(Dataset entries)
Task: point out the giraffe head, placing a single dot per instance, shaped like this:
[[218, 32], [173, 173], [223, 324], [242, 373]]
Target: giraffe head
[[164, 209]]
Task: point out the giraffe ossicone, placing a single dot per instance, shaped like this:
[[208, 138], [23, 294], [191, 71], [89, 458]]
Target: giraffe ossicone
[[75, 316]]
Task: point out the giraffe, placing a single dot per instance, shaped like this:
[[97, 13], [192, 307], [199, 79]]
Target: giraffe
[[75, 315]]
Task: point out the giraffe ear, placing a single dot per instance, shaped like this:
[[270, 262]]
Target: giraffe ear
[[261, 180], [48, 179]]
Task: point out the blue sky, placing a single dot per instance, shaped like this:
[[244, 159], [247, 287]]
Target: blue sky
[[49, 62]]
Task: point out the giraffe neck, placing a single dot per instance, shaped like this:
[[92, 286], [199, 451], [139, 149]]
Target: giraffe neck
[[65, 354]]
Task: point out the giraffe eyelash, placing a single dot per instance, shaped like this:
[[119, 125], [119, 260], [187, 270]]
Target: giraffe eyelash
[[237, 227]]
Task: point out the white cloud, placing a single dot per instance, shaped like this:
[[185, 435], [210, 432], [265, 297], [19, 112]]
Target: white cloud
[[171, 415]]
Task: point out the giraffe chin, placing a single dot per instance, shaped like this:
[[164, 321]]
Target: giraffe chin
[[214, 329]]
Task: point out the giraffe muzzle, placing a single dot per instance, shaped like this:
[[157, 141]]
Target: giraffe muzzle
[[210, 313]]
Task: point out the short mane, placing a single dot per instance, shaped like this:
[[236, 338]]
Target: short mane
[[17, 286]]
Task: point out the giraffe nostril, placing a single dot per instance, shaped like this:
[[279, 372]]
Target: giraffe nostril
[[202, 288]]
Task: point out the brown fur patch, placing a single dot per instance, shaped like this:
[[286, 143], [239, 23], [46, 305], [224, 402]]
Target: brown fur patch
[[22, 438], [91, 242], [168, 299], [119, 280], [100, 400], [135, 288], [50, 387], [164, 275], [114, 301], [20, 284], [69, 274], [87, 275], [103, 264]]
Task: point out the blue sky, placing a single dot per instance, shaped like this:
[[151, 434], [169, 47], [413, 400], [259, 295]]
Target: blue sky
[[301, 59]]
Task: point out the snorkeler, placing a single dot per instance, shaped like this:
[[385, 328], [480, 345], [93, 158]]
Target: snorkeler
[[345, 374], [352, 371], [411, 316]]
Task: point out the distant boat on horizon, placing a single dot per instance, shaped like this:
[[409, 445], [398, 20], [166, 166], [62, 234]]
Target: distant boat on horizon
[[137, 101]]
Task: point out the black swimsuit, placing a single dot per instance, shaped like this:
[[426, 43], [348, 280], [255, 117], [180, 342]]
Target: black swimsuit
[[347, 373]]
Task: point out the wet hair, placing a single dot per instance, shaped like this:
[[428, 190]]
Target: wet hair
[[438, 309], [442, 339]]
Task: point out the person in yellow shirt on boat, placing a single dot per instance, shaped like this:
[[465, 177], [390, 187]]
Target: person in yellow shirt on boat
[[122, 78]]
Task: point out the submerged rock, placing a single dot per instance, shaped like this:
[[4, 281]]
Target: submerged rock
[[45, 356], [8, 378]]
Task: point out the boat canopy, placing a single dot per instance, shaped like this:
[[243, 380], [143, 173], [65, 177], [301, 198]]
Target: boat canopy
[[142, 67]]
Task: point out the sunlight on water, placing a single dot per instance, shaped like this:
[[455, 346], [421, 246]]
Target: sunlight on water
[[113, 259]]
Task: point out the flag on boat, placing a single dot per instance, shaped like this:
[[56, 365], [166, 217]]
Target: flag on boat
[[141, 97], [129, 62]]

### Task details
The first line of the entries above marks where to begin; repeat each line exactly through the one that contains "[[157, 141]]", and include that line.

### Answer section
Task: point out the giraffe head, placing a single dot per instance, shaped like this:
[[218, 32], [173, 173], [223, 324], [242, 373]]
Target: giraffe head
[[164, 209]]
Task: point out the giraffe ossicone, placing a single dot per instance, shaped like this:
[[208, 138], [23, 294], [191, 71], [89, 458]]
Target: giraffe ossicone
[[75, 316]]
Task: point out the giraffe, placing a single dot per instance, shaped like this:
[[97, 13], [192, 307], [199, 79]]
Target: giraffe
[[75, 315]]
Task: point out the giraffe ear, placing a single dot per instance, shaped like this:
[[270, 262]]
Target: giraffe ear
[[261, 180], [48, 179]]
Task: point out the blue sky, placing a single dot per instance, shaped like this:
[[244, 159], [247, 287]]
Target: blue sky
[[49, 62]]
Task: point out the giraffe neck, placing a single dot per instance, shaped like this:
[[92, 286], [199, 451], [139, 149]]
Target: giraffe neck
[[65, 354]]
Task: point out the giraffe eyelash, placing a single dot per instance, shaped like this:
[[119, 125], [119, 260], [187, 270]]
Target: giraffe eyelash
[[237, 227]]
Task: point out the white cloud, placing a single dot per instance, shaped like this:
[[185, 435], [210, 432], [265, 297], [19, 112]]
Target: white cloud
[[171, 415]]
Task: point out the giraffe chin, placing a single dot per instance, shaped like this:
[[164, 321]]
Target: giraffe chin
[[214, 329]]
Task: point out the giraffe muzzle, placing a single dot per instance, shaped like this:
[[157, 141]]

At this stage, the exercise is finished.